Instructions to follow =>
Can you retype the article on the Taliban and Afghanistan from "One American and" up to and including "in their uniforms.", word for word?

Document extract =>

----

By Brian M Downing
Over the past 10 years, the Taliban have recovered from their ouster and established a presence in half of Afghanistan’s districts, where they have become a de facto government in many of them. The Afghan government is frail and unwilling to reform. The United States is war-weary and looking for the way out. Negotiations are in the offing.
One American and two Britons were killed this week by Afghan soldiers in separate incidents, bringing the number of North Atlantic Treaty Organization (NATO) troops killed in 2012 to 16. These 16 service members – 18% of the 84 foreign troops killed so far this year – have been shot and killed by Afghan soldiers and policemen or militants disguised in their uniforms.
Such attacks are a severe test of the relationship between the foreign troops and the Afghans they are training to take over security of the country after the United States-led coalition withdraws most of its combat forces by the end of 2014. They also serve to speed up the peace process with the Taliban.
At the same time, the recent Koran-burning incident by international forces and the massacre of civilians in Kandahar by a US soldier have raised the ire of Afghans and reduced the US’s bargaining position with the Taliban. The Taliban’s position seems quite strong and many see them eventually reasserting control over the country. They are indeed strong, but they have little chance of conquering the country or imposing a settlement on it.
The Taliban will eventually resume talks with the US, a former commander said, but it will depend on how Washington repairs trust damaged by a string of incidents, notably the killing of 16 Afghans blamed on a US soldier, Reuters reports.
The Taliban suspended earlier contact, blaming the US for failing to deliver on a promise to transfer five of its leaders held by the US military in Guantanamo Bay.
Stalemate, attrition and the limits of insurgency
It is often noted that the US is mired in a stalemate, but it is seldom noted that the Taliban are as well. Generals since Antiquity have known that stalemates, long sieges and lack of momentum can take larger tolls than battles can.
In the mid-1990s, Taliban bands swept up from the south and took control of Kabul and a good deal of the country, though by no means all of it. Unlike today, their successes were not based on insurgency. The Taliban cobbled together various madrassa(seminaries) and tribal militias and fought in a more or less conventional manner. Using trucks and captured Soviet armor, they seized strategic crossroads, outmaneuvered their enemy, and pushed them into a northern pocket of resistance, where the Northern Alliance maintained a foothold until the Taliban were ousted by the US-led invasion in 2001.

----

Data extract =>
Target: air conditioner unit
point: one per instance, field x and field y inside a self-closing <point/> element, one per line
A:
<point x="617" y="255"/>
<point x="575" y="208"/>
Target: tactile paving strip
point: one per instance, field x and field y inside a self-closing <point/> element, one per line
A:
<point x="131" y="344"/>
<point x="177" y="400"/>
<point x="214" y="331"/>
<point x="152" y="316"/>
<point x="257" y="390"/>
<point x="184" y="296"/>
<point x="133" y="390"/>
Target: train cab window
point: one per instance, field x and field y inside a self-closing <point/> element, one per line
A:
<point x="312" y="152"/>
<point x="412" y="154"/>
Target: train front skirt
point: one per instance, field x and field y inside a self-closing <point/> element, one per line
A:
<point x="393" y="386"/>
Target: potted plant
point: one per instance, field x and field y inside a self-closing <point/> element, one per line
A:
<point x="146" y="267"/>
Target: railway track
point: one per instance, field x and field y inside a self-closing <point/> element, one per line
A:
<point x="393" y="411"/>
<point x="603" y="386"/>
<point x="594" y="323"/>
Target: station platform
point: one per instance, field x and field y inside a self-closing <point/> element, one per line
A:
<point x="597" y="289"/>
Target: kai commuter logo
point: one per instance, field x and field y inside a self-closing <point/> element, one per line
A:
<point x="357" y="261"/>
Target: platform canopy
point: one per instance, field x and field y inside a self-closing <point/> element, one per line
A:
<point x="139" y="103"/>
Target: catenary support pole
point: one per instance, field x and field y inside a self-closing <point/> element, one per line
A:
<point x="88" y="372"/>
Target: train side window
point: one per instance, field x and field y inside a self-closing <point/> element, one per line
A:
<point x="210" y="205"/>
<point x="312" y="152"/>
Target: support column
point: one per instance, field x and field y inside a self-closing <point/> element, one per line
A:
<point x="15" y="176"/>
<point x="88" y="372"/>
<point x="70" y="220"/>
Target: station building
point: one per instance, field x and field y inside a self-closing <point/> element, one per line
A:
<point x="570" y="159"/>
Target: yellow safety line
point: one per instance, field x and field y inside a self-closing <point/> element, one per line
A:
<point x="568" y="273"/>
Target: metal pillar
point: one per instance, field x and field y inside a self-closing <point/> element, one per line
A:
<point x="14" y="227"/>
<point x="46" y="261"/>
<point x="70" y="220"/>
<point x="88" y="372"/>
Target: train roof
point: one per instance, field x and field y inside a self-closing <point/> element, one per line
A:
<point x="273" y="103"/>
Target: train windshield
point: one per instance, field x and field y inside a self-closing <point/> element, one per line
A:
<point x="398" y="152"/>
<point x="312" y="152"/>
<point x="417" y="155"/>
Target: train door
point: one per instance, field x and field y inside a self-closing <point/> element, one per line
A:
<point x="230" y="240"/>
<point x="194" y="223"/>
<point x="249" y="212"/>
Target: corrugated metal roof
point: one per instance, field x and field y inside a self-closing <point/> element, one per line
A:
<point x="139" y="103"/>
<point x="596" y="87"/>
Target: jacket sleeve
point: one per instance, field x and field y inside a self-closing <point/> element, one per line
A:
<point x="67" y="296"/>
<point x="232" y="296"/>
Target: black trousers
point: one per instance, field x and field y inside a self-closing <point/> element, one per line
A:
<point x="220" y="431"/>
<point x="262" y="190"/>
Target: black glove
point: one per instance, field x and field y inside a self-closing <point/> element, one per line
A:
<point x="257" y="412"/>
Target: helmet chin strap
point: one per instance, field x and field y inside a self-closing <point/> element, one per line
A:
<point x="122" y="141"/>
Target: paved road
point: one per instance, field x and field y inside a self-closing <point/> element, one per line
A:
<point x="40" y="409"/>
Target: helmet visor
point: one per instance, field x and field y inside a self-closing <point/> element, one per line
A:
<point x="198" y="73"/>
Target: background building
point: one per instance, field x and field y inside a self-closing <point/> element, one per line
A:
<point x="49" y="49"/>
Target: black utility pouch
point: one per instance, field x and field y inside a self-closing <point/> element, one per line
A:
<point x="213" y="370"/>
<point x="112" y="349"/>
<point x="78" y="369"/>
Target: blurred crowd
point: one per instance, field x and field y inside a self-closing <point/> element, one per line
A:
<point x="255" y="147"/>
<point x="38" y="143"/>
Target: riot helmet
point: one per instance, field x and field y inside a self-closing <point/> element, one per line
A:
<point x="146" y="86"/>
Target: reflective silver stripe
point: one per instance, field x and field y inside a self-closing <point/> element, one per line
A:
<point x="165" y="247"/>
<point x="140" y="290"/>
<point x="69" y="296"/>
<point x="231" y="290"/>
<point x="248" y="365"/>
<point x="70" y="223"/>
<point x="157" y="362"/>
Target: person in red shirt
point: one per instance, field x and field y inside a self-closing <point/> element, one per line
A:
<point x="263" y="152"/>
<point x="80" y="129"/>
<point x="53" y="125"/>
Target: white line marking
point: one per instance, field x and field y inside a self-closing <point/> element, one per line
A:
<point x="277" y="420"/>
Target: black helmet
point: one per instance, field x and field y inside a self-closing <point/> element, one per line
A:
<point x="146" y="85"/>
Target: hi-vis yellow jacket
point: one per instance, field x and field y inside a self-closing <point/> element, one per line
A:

----

Output for this task =>
One American and two Britons were killed this week by Afghan soldiers in separate incidents, bringing the number of North Atlantic Treaty Organization (NATO) troops killed in 2012 to 16. These 16 service members – 18% of the 84 foreign troops killed so far this year – have been shot and killed by Afghan soldiers and policemen or militants disguised in their uniforms.